— START TEXT EXTRACT —

On the primary database, you can monitor for the most recent nologging operation that occurred in the database by issuing the following query:

         SELECT NAME, UNRECOVERABLE_CHANGE#,               
         TO_CHAR (UNRECOVERABLE_TIME,'DD-MON-YYYY HH:MI:SS')
         FROM V$DATAFILE;


The above primary database's query dictates when the most recent nologging operation occurred and when the invalidation redo was written to the redo.  Once Redo Apply (or Media Recovery) processes the invalidation redo, it marks all the corresponding data blocks corrupt.  You will detect encounter corrupted blocks on the physical standby database when you query any data that references these data blocks.   You will receive the following errors: 

                ORA-01578: ORACLE data block corrupted (file # 3, block # 514)
                ORA-01110: data file 3: '/oracle/oradata/PROD/users.dbf'
                ORA-26040: Data block was loaded using the NOLOGGING option


You can proactively catch some of these corrupted blocks on Redo Apply (or media recovery) instance by running DBVERIFY on the data files.

Example :
           
$ cd /oracle/oradata/PROD
$ dbv file=users01.dbf

DBVERIFY: Release 11.2.0.4.0 - Production on Tue Aug 25 16:41:53 2015

Copyright (c) 1982, 2011, Oracle and/or its affiliates.  All rights reserved.

DBVERIFY - Verification starting : FILE = /oracle/oradata/PROD/users01.dbf

DBV-00201: Block, DBA 17162242, marked corrupt for invalid redo application
DBV-00201: Block, DBA 17162244, marked corrupt for invalid redo application
...

— END TEXT EXTRACT —

EXERCISE SET →
1. Rewrite the entries as a JSON list of strings, one string per line and with blank lines omitted, covering everything from the entry line that contains "Reviewer note: see that each instance of the sliced" down to the end of the entries.
2. Extend the text on detecting NOLOGGING block corruption in an Oracle standby database, picking up after its final line.

— START EXCERPTED DATA —

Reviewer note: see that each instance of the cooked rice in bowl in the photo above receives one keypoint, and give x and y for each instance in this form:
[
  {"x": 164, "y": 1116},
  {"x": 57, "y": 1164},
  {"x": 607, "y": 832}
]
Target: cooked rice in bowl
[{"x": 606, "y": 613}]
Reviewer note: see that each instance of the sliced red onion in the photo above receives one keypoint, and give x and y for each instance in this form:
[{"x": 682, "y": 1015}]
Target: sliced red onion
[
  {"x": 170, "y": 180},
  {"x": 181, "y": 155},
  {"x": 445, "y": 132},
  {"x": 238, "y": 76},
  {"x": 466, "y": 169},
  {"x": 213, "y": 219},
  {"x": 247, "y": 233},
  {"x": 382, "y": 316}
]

— END EXCERPTED DATA —

ANSWER LIST →
1.
[
  "Reviewer note: see that each instance of the sliced red onion in the photo above receives one keypoint, and give x and y for each instance in this form:",
  "[{\"x\": 682, \"y\": 1015}]",
  "Target: sliced red onion",
  "[",
  "  {\"x\": 170, \"y\": 180},",
  "  {\"x\": 181, \"y\": 155},",
  "  {\"x\": 445, \"y\": 132},",
  "  {\"x\": 238, \"y\": 76},",
  "  {\"x\": 466, \"y\": 169},",
  "  {\"x\": 213, \"y\": 219},",
  "  {\"x\": 247, \"y\": 233},",
  "  {\"x\": 382, \"y\": 316}",
  "]"
]

2.
...
DBV-00201: Block, DBA 17162493, marked corrupt for invalid redo application


DBVERIFY - Verification complete

Total Pages Examined         : 407680
Total Pages Processed (Data) : 221830
Total Pages Failing   (Data) : 0
Total Pages Processed (Index): 1257
Total Pages Failing   (Index): 0
Total Pages Processed (Other): 175354
Total Pages Processed (Seg)  : 0
Total Pages Failing   (Seg)  : 0
Total Pages Empty            : 9239
Total Pages Marked Corrupt   : 111
Total Pages Influx           : 0
Total Pages Encrypted        : 0
Highest block SCN            : 2355429844 (29.2355429844)
 

$ SQL apply ignores the invalidation redo since it cannot convert it to any reasonable SQL; so, the logical standby will not receive any immediate errors.   If future transactions reference the missing data, then apply slave will receive an ORA-01403 in the alert.log.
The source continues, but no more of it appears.